**WHAT IS EXPECTED:** Please quote every line of the following data back word for word.

----- RECORDS SHOWN

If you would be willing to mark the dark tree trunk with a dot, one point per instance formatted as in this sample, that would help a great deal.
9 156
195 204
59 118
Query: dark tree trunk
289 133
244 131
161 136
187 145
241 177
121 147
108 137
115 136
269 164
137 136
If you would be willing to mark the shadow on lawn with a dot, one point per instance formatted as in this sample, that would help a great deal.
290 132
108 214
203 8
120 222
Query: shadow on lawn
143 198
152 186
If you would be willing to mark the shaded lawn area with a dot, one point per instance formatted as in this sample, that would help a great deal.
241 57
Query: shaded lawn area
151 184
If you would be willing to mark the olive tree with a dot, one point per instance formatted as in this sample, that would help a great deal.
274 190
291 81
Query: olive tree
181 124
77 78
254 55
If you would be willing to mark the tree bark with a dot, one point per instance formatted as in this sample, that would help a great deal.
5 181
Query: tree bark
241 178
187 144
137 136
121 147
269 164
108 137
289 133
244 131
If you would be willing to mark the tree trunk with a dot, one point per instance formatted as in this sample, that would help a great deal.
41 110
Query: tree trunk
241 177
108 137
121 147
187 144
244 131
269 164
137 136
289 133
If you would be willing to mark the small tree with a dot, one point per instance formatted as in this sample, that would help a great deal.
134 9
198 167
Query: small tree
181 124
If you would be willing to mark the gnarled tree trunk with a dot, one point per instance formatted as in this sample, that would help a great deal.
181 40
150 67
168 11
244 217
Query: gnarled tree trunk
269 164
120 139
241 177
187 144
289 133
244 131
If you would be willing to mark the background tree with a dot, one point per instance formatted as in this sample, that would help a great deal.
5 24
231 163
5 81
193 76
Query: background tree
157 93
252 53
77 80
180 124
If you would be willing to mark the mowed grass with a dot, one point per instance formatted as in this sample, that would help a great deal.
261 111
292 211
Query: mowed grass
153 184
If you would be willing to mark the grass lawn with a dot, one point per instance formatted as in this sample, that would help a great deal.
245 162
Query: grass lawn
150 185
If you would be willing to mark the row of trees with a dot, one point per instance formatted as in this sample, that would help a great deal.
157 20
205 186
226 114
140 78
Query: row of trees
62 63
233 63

----------

**COMPLETED TASK:**
If you would be willing to mark the dark tree trunk with a dot, one point per instance formatted as in this sample, that would help a great deal.
9 156
195 204
59 118
Query: dark tree trunk
289 133
244 131
161 136
187 145
241 177
121 147
108 137
115 136
269 164
137 136
If you would be willing to mark the shadow on lawn with a dot, one point per instance formatted as in this sample, that would help a great deal.
290 132
108 214
203 8
120 222
Query: shadow on lawn
143 198
152 186
If you would be willing to mark the shaded lawn area with a dot, one point per instance formatted as in this sample, that would help a great deal.
241 57
Query: shaded lawn area
151 184
If you would be willing to mark the olive tree with a dot, one point per instance formatted as in this sample, that would help a great deal.
274 190
291 81
Query: olive tree
181 124
77 78
254 55
If you would be willing to mark the tree bark with a dot, one point per instance formatted as in this sample, that would help a great deal.
5 181
Query: tree bark
241 178
187 144
137 136
121 147
269 164
108 137
289 133
244 131
If you would be willing to mark the tree trunk with a dot, one point per instance formatted as in this sample, that would help a great deal.
41 110
Query: tree trunk
241 177
108 137
121 147
187 144
244 131
269 164
137 136
289 133
If you would be willing to mark the small tree with a dot, one point per instance formatted as in this sample, that would help a great deal.
134 9
198 167
Query: small tree
181 124
If you would be willing to mark the gnarled tree trunk with a dot, one point per instance formatted as in this sample, that would help a great deal.
181 40
150 67
168 11
244 217
Query: gnarled tree trunk
269 164
120 139
241 177
187 144
289 133
244 131
If you would be willing to mark the background tree with a dot, one point per instance formatted as in this sample, that would help a great deal.
5 24
231 163
5 81
193 76
Query: background tree
157 93
252 53
77 80
180 124
If you would be willing to mark the mowed grass with a dot, one point per instance formatted as in this sample, that would help a great deal.
261 111
292 211
Query: mowed grass
153 184
If you would be willing to mark the grass lawn with a dot, one point per instance formatted as in this sample, that would help a great deal.
245 162
Query: grass lawn
150 185
If you would be willing to mark the row of trees with a dot, one point per instance formatted as in this sample, that would help a great deal.
157 20
205 186
226 114
140 78
Query: row of trees
62 63
233 63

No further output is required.